▸ **Exercise instructions**:
Can you update the records below so that "metal spoon" becomes "wooden spoon" everywhere, with nothing else changed?

▸ **Stored data**:
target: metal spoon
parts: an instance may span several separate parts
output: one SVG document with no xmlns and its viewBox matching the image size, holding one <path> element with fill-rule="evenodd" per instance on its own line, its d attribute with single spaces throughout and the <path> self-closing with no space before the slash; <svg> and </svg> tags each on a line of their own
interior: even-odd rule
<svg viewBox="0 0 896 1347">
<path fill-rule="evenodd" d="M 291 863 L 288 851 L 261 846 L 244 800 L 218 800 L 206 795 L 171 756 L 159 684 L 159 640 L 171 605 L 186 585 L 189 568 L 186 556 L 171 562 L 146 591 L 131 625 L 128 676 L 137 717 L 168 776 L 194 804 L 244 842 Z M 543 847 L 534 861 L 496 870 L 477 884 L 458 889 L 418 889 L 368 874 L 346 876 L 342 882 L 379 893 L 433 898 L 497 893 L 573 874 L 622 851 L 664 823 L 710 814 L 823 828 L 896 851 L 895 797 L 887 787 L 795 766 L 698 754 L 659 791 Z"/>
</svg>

▸ **Finished task**:
target: wooden spoon
parts: an instance may span several separate parts
output: one SVG document with no xmlns and its viewBox matching the image size, holding one <path> element with fill-rule="evenodd" per instance on its own line, its d attribute with single spaces throughout and the <path> self-closing with no space before the slash; <svg> and </svg> tags each on a line of their own
interior: even-odd rule
<svg viewBox="0 0 896 1347">
<path fill-rule="evenodd" d="M 291 863 L 288 851 L 261 846 L 244 800 L 218 800 L 206 795 L 171 756 L 159 684 L 159 640 L 171 605 L 186 585 L 189 568 L 186 556 L 171 562 L 146 591 L 131 625 L 128 676 L 137 717 L 168 776 L 194 804 L 244 842 Z M 543 847 L 534 861 L 496 870 L 477 884 L 458 889 L 418 889 L 368 874 L 346 876 L 342 882 L 379 893 L 433 898 L 497 893 L 573 874 L 622 851 L 664 823 L 710 814 L 823 828 L 896 851 L 895 797 L 887 787 L 795 766 L 698 754 L 659 791 Z"/>
</svg>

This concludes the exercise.